*Dataset extract*:
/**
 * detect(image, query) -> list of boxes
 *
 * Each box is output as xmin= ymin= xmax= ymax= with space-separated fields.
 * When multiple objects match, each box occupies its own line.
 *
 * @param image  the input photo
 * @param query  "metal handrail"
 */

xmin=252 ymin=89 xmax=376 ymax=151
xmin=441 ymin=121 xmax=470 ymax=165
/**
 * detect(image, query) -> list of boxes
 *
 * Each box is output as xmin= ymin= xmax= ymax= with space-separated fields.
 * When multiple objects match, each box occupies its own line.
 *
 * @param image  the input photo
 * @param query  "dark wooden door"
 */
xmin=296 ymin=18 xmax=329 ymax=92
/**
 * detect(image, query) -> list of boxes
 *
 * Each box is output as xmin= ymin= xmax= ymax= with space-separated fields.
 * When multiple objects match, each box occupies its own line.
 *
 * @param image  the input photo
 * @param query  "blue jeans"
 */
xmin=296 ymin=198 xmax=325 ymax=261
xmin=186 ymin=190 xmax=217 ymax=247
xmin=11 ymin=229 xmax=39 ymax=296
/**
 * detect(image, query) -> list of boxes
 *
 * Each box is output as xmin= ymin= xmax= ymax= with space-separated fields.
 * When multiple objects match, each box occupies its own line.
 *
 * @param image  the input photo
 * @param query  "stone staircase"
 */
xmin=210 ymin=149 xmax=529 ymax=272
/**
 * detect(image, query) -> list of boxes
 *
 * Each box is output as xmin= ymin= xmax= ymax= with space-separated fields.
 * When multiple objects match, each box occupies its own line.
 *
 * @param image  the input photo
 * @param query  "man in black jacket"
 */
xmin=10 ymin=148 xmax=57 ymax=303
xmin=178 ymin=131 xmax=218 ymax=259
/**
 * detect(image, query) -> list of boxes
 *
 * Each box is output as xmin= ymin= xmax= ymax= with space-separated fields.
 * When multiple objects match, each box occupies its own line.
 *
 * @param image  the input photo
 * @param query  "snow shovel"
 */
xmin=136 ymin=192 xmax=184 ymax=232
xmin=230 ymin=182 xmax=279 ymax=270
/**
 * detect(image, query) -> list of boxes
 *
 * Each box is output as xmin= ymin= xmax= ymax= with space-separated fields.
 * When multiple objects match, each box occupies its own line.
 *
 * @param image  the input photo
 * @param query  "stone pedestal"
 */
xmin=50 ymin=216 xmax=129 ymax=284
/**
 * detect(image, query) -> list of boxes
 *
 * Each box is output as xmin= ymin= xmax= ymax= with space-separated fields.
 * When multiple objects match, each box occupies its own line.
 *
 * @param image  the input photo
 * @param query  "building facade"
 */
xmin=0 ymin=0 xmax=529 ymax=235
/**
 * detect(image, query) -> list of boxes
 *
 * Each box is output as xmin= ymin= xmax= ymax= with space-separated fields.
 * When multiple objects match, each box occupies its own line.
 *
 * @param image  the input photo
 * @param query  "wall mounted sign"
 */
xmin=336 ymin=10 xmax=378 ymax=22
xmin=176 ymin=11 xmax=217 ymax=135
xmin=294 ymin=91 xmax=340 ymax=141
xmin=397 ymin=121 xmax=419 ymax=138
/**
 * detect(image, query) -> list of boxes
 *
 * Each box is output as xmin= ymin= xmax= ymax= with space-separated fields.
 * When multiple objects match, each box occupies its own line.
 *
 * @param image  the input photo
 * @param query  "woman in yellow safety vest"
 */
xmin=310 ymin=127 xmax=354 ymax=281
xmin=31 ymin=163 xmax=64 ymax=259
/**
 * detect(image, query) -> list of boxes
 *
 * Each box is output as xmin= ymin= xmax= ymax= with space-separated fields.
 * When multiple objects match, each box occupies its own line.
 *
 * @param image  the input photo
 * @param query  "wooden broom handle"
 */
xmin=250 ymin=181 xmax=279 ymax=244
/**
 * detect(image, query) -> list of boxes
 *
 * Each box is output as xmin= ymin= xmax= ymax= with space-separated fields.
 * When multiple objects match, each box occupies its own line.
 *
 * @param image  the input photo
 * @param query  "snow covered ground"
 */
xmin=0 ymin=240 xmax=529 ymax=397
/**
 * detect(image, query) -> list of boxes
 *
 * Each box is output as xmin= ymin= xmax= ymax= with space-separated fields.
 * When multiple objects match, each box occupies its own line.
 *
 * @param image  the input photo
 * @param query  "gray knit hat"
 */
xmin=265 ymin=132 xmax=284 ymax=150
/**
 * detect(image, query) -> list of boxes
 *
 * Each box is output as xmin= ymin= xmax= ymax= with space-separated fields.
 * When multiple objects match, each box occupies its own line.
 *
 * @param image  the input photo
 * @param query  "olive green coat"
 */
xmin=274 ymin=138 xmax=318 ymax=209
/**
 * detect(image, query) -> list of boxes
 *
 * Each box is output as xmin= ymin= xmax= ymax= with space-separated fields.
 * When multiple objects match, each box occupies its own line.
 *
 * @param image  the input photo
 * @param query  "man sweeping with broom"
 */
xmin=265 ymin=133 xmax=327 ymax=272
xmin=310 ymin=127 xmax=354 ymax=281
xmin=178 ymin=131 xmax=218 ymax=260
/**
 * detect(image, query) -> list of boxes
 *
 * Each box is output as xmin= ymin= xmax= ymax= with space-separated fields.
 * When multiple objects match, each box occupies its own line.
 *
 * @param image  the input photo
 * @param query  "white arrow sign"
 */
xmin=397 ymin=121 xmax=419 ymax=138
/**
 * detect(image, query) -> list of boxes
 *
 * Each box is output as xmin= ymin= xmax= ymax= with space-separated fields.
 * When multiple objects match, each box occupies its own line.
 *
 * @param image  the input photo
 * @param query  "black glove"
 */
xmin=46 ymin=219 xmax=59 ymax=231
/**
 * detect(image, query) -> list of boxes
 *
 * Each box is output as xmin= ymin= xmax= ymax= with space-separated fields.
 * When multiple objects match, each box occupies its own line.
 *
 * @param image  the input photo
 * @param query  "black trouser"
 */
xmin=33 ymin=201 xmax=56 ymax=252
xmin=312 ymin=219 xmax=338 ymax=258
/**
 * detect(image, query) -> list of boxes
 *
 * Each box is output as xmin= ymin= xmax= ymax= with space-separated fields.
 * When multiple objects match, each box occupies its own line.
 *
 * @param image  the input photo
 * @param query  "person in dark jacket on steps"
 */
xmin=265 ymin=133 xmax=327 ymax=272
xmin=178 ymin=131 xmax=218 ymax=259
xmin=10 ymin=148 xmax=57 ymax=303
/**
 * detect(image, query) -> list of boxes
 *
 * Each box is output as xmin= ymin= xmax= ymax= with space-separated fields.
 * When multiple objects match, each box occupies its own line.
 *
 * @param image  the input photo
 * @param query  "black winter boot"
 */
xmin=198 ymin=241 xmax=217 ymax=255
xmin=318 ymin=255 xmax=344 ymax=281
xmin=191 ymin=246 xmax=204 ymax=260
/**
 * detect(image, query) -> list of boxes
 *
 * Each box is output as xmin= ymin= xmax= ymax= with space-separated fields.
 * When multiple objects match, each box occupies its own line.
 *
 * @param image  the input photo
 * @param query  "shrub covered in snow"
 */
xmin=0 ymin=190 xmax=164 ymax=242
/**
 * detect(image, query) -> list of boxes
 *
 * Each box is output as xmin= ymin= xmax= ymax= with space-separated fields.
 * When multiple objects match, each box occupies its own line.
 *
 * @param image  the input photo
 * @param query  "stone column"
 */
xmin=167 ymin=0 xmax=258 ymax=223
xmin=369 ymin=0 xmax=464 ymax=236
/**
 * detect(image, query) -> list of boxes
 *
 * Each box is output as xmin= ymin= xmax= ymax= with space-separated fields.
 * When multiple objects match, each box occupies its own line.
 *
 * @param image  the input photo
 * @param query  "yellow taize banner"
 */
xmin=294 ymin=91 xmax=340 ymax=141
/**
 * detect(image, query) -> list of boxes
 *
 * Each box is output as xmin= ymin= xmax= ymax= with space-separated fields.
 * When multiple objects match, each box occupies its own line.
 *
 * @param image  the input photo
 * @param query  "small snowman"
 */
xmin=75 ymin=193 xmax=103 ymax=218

*Written task*: Please update the stretch of entries from the start through the line containing "xmin=296 ymin=18 xmax=329 ymax=92", changing "input photo" to "source photo" and leaving everything else as it is. Return only those lines.

*Task solution*:
/**
 * detect(image, query) -> list of boxes
 *
 * Each box is output as xmin= ymin= xmax= ymax= with space-separated fields.
 * When multiple objects match, each box occupies its own line.
 *
 * @param image  the source photo
 * @param query  "metal handrail"
 */

xmin=252 ymin=89 xmax=376 ymax=151
xmin=441 ymin=121 xmax=470 ymax=165
/**
 * detect(image, query) -> list of boxes
 *
 * Each box is output as xmin= ymin= xmax= ymax= with space-separated fields.
 * When multiple objects match, each box occupies its own line.
 *
 * @param image  the source photo
 * @param query  "dark wooden door"
 */
xmin=296 ymin=18 xmax=329 ymax=92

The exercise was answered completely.